**What you will do**
Render every line of the records below as a numbered list, leaving out any blank lines.

Location labeling records:
------------------------------------------------------------
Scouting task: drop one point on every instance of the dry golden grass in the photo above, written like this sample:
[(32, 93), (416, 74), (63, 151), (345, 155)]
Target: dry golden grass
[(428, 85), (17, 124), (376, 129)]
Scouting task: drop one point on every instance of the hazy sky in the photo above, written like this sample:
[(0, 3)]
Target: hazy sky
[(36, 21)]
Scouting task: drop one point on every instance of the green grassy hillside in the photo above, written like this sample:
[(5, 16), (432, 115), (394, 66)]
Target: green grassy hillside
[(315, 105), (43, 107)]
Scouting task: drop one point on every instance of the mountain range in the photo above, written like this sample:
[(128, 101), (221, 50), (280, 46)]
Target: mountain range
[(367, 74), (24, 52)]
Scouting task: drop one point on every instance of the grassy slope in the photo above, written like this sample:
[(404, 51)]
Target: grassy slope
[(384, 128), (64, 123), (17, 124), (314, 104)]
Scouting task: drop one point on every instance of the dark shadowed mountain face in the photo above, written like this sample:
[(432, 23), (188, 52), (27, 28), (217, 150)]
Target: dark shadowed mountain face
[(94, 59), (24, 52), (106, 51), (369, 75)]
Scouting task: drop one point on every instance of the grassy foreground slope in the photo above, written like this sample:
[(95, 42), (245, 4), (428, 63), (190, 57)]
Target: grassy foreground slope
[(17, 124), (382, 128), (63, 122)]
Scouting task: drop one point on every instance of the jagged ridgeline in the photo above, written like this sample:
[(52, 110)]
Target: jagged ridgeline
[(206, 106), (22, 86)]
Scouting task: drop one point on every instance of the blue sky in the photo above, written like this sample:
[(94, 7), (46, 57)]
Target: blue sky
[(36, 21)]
------------------------------------------------------------
**Finished task**
1. Scouting task: drop one point on every instance of the dry golden grass in the photo above, written like this sample:
2. [(32, 93), (416, 74), (63, 151), (345, 155)]
3. Target: dry golden grass
4. [(428, 85), (17, 124), (376, 129)]
5. Scouting task: drop one point on every instance of the hazy sky in the photo above, written like this sample:
6. [(0, 3)]
7. Target: hazy sky
8. [(36, 21)]
9. Scouting task: drop one point on every instance of the green grassy hillside in the photo above, written like this sample:
10. [(5, 16), (432, 115), (394, 66)]
11. Target: green grassy hillside
12. [(315, 105), (43, 107)]
13. Scouting task: drop one point on every instance of the mountain range in the photo above, written like this sample:
14. [(128, 101), (221, 50), (280, 46)]
15. Target: mountain range
16. [(367, 74), (24, 52)]
17. Scouting task: drop one point on every instance of the grassy slope in the photo above, written like this sample:
18. [(404, 51)]
19. Target: grassy slope
20. [(384, 128), (64, 123), (17, 124), (314, 104)]
21. Scouting task: drop one point on every instance of the dark shadowed mountain face in the photo above, written like this sample:
22. [(432, 23), (188, 52), (27, 28), (217, 150)]
23. Target: dark shadowed mountain face
24. [(94, 59), (24, 52), (106, 51), (369, 75)]
25. Scouting task: drop one point on every instance of the grassy foreground slope in the photo above, written like this sample:
26. [(95, 42), (245, 4), (428, 63), (190, 57)]
27. Target: grassy foreground slope
28. [(17, 124), (382, 128), (63, 122)]
29. Scouting task: drop one point on every instance of the jagged ridgeline in the photo above, written like this sample:
30. [(52, 110)]
31. Target: jagged ridgeline
32. [(206, 106), (22, 86)]
33. Scouting task: drop one point on every instance of the blue sky in the photo above, written like this sample:
34. [(94, 7), (46, 57)]
35. Target: blue sky
36. [(36, 21)]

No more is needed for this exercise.